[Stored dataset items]
-.-.-
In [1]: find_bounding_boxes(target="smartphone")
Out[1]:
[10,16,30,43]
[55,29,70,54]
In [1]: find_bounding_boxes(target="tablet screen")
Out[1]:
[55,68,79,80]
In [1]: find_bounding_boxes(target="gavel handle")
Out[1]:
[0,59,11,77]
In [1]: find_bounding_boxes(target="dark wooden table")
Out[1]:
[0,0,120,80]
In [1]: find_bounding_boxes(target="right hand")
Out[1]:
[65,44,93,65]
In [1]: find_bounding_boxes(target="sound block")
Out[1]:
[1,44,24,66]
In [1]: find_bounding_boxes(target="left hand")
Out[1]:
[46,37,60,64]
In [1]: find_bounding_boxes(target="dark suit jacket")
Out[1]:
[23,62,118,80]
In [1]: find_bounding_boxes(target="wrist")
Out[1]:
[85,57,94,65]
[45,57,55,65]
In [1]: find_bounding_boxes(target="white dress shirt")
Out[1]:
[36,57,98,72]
-.-.-
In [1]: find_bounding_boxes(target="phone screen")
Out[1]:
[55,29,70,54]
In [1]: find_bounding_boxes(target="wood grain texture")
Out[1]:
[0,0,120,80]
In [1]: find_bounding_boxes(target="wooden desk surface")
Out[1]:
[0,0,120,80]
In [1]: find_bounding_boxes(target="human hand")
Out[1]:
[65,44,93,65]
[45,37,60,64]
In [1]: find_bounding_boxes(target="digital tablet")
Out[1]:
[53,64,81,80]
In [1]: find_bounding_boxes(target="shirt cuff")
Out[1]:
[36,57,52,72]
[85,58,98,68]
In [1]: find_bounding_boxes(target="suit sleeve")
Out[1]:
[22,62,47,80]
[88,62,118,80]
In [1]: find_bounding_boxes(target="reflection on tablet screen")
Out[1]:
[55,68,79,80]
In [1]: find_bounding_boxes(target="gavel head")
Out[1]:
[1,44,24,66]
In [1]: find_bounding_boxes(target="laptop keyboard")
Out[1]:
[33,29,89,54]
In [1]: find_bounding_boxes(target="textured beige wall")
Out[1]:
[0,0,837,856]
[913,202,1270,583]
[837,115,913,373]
-.-.-
▶ **WHAT YOU HAVE TO DO**
Pick out and copy every line of the material above that contains the string "dark", treating uppercase and lowercase letters as different.

▶ **RESPONSE BELOW**
In [1]: find_bounding_boxes(target="dark wooden table")
In [1]: find_bounding_boxes(target="dark suit jacket")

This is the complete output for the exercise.